[start Provided records]
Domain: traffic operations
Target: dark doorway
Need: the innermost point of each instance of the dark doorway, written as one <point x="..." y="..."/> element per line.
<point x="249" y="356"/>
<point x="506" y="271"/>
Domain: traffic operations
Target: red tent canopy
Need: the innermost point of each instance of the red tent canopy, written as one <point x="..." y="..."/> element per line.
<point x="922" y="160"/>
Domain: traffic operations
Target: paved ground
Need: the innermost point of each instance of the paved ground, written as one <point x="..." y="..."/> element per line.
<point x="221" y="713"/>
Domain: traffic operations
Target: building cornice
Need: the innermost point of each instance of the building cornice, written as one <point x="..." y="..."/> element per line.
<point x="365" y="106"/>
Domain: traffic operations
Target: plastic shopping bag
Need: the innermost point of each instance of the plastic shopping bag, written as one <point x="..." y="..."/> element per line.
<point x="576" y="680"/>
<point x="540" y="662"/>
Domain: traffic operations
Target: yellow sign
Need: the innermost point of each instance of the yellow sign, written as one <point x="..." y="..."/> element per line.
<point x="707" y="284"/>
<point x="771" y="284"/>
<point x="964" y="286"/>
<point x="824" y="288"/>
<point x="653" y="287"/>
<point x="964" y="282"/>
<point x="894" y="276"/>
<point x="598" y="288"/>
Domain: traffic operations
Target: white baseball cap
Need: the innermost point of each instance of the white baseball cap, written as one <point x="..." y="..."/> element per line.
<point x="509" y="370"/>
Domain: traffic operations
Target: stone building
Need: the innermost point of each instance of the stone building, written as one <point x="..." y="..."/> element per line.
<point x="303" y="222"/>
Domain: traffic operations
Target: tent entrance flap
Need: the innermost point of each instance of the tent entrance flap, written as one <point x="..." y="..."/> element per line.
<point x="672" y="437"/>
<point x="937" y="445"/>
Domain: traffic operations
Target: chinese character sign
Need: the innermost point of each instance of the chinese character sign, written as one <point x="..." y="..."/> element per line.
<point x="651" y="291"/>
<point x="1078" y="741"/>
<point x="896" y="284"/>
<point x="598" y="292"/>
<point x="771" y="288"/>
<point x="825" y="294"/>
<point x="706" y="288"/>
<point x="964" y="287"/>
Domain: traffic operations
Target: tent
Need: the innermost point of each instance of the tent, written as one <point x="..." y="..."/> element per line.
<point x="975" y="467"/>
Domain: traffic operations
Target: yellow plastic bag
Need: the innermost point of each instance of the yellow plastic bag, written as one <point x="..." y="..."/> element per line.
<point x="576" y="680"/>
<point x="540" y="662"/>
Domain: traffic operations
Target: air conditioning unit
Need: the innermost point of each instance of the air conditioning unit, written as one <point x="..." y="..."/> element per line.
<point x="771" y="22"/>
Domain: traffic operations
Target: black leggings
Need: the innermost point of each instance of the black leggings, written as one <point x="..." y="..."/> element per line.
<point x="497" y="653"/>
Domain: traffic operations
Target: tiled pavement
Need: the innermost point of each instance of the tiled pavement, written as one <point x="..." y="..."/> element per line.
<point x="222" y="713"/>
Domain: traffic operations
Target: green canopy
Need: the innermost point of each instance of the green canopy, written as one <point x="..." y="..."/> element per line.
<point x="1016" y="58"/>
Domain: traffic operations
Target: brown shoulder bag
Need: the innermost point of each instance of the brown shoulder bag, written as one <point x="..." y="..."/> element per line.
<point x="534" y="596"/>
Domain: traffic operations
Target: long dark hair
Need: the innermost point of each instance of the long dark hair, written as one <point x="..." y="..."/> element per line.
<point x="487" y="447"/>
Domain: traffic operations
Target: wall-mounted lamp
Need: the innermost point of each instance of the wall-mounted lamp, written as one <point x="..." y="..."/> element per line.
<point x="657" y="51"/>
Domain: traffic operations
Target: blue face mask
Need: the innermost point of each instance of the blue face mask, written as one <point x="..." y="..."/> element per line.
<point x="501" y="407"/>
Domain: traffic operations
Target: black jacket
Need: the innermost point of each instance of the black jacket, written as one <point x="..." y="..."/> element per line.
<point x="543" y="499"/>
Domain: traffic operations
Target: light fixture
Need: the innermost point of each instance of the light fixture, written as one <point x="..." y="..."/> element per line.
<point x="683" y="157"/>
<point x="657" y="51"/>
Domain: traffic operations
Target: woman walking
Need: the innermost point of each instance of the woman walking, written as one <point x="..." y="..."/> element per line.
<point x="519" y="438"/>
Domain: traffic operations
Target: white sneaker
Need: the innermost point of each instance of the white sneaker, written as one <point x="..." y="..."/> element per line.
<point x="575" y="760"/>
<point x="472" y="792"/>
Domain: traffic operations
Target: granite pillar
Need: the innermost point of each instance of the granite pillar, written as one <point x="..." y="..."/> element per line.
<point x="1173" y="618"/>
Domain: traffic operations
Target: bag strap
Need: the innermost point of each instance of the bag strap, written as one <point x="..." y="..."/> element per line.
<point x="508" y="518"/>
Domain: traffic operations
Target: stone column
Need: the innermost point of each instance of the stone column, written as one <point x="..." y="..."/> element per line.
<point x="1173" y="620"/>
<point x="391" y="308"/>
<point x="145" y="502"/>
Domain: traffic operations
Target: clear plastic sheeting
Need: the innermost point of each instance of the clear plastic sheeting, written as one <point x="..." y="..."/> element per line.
[end Provided records]
» Exercise brief
Count the lines in the records above that contain the string "strap" and reply with only that number.

» Task response
2